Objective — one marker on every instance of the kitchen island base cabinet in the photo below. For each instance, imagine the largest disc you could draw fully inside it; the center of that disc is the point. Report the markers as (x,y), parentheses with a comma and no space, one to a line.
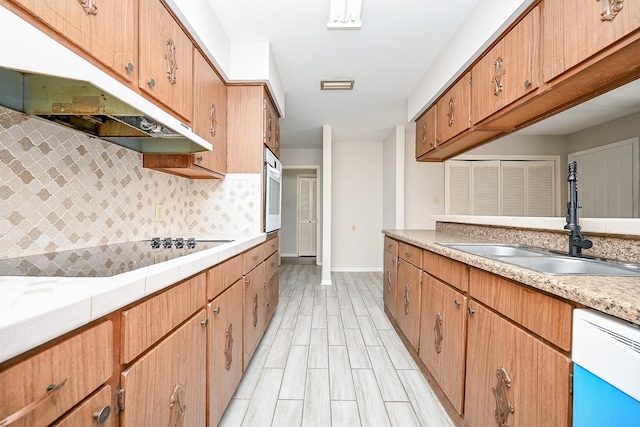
* * *
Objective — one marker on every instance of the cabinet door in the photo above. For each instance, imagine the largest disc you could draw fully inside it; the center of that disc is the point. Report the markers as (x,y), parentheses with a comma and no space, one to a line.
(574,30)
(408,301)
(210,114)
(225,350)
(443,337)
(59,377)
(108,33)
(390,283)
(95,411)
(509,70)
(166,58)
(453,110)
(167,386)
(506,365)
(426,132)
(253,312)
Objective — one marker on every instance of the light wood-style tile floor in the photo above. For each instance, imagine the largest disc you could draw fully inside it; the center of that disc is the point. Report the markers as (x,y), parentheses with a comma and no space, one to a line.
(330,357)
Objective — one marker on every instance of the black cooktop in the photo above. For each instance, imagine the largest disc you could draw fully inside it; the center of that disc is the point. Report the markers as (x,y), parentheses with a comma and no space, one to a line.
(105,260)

### SET TASK:
Gather every line of the data above that contains the word "Objective".

### OUTPUT FOR THIS EXERCISE:
Objective — one marker on every instance of the kitchen island base cabinet in the photo below. For each instance, imagine the largest disc you could draw fully inside it; the center of that disc is the point. Report the markers as (x,y), parentheses with a comma and no space, one to a line.
Objective — one marker on every instance of the cabinet door in the photo above. For each instance, imagine the largest disc you could draw fully inside it; the center of that disc is the point. Report the markers as (x,y), parentheses with a comma and no space, one to a line.
Objective — one marker on every instance of the light wood-style tile floor in the photo above. For each instance, imagine the largest disc you could draw fully inside it; the center of that disc is the point. Report the markers as (x,y), parentheses with a comma and no space, one to a line.
Objective — one marker on every instance of the black cooktop in the photo above. For each instance, imagine the largest disc you could draw fully inside it; the center of that disc is the point. Report the markers as (x,y), parentheses with a comma and no space, one to a line.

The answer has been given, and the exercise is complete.